▸ **DATA PROVIDED**
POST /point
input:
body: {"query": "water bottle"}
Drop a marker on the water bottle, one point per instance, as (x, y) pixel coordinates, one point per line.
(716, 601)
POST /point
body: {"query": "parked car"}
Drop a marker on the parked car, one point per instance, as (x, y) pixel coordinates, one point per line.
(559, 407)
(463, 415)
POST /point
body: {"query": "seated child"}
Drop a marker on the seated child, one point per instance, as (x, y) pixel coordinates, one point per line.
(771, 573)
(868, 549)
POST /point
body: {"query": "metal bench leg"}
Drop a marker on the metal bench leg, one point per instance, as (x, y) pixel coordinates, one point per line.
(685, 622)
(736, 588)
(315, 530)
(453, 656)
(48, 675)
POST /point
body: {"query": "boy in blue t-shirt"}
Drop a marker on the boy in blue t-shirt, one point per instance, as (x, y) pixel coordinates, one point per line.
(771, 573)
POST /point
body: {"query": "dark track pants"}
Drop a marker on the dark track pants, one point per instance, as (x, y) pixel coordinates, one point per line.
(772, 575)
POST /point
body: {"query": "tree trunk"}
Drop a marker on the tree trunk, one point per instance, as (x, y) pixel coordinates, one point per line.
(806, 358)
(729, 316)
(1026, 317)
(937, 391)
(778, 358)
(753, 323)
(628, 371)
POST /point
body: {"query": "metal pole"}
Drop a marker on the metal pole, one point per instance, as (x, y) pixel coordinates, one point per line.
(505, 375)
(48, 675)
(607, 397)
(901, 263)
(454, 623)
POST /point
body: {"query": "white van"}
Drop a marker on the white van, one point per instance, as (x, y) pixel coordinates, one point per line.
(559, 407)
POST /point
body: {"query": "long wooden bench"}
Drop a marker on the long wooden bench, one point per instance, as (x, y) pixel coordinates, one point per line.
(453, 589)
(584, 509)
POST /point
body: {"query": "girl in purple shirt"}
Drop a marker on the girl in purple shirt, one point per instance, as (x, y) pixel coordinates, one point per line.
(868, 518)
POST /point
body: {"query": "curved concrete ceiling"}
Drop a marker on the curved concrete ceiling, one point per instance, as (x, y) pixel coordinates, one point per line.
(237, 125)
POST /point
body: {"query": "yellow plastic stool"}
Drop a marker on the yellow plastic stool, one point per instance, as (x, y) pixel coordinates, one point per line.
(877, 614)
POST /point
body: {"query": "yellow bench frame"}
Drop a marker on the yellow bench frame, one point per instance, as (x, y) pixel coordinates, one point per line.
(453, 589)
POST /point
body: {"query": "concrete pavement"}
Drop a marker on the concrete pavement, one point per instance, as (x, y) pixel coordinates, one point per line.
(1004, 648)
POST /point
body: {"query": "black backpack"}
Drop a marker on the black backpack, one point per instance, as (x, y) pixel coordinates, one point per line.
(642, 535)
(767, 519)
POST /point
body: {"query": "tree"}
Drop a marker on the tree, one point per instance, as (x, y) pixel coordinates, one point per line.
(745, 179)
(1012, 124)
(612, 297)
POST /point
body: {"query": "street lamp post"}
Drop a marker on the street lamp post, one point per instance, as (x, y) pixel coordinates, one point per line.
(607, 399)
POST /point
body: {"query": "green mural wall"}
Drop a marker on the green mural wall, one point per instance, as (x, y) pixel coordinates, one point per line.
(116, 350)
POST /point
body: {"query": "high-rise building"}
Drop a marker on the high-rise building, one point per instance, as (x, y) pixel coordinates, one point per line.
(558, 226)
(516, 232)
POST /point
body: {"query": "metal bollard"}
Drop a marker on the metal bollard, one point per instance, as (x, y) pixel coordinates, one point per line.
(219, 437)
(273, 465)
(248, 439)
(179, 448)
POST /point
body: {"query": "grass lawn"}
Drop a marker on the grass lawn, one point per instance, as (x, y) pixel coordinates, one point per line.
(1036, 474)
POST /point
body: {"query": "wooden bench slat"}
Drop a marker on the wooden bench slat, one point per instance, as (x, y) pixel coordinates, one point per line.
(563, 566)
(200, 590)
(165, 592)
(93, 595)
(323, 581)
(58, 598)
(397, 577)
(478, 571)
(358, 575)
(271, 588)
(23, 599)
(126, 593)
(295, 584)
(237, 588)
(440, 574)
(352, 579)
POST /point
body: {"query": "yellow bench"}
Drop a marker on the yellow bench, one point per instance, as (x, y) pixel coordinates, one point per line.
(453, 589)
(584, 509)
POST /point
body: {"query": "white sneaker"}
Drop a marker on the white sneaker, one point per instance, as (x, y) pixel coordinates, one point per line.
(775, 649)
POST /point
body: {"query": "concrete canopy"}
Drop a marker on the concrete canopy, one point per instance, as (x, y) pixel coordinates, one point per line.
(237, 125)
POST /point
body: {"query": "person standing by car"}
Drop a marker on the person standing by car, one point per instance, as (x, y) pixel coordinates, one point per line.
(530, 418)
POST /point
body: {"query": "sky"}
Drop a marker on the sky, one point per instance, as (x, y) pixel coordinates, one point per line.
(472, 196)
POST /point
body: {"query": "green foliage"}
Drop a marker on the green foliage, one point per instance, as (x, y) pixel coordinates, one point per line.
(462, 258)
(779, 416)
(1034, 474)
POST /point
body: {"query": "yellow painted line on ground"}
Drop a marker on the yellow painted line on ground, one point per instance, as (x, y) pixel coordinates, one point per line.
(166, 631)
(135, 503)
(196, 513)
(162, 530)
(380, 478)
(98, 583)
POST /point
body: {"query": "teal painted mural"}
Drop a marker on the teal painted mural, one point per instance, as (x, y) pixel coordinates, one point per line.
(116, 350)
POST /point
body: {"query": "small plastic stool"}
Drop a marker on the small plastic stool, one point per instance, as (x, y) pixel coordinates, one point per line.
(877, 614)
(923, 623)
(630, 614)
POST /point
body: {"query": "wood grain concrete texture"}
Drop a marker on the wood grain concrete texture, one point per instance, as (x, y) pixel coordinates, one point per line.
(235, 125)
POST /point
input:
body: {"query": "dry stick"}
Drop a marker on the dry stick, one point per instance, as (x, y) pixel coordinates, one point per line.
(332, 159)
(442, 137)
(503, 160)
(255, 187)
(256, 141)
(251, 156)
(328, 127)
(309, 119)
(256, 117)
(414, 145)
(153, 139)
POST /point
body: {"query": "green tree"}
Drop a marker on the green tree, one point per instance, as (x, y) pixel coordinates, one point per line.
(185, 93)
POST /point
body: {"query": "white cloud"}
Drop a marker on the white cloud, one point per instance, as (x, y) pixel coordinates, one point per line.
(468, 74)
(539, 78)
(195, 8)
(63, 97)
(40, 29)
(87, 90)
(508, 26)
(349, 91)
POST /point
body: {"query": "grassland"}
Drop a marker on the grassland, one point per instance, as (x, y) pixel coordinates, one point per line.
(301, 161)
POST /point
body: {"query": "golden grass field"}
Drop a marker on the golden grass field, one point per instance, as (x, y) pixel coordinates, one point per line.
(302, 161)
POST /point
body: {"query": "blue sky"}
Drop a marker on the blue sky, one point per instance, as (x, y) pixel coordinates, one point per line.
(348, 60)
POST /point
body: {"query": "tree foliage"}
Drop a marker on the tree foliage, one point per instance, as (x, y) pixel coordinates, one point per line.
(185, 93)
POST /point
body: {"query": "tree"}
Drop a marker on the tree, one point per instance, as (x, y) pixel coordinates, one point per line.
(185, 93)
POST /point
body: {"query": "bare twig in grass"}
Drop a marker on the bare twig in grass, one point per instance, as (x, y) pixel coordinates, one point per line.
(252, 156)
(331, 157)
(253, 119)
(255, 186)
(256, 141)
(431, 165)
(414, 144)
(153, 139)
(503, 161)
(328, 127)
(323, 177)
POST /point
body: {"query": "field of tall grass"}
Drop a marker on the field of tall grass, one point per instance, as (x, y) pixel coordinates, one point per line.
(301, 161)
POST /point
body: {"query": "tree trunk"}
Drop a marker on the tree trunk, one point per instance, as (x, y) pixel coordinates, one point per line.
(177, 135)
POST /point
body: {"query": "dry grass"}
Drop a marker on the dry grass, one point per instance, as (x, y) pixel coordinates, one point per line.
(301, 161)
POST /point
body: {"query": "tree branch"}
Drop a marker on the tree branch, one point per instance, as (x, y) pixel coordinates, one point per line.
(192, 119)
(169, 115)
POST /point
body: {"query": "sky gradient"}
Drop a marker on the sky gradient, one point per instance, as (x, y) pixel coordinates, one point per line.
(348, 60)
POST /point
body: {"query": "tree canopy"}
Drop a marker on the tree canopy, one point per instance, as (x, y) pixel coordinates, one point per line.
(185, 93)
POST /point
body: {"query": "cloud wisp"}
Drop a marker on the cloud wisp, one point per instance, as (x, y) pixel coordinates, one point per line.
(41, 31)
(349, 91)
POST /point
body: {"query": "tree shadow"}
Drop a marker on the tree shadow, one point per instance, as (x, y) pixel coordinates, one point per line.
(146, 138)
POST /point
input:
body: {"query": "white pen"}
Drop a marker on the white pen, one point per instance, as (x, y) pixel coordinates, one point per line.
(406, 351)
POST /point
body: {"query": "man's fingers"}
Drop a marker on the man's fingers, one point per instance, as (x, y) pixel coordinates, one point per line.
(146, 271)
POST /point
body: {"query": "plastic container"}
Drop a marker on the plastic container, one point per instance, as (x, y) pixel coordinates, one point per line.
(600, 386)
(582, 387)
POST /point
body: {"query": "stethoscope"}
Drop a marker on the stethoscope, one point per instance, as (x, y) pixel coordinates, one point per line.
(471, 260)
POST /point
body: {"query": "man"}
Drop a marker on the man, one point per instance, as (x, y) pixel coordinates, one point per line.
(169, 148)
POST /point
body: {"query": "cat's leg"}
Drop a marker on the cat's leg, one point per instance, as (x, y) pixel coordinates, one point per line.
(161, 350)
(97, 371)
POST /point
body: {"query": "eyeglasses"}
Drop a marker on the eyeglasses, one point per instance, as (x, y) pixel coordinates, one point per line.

▸ **PROBLEM STATEMENT**
Which lines above contain the word "girl"? Pick out each of them and copy it in full.

▸ **ANSWER FOR THE TASK**
body: {"query": "girl in purple shirt"}
Drop a marker on the girl in purple shirt, one point per instance, as (x, y) pixel coordinates, one point per line.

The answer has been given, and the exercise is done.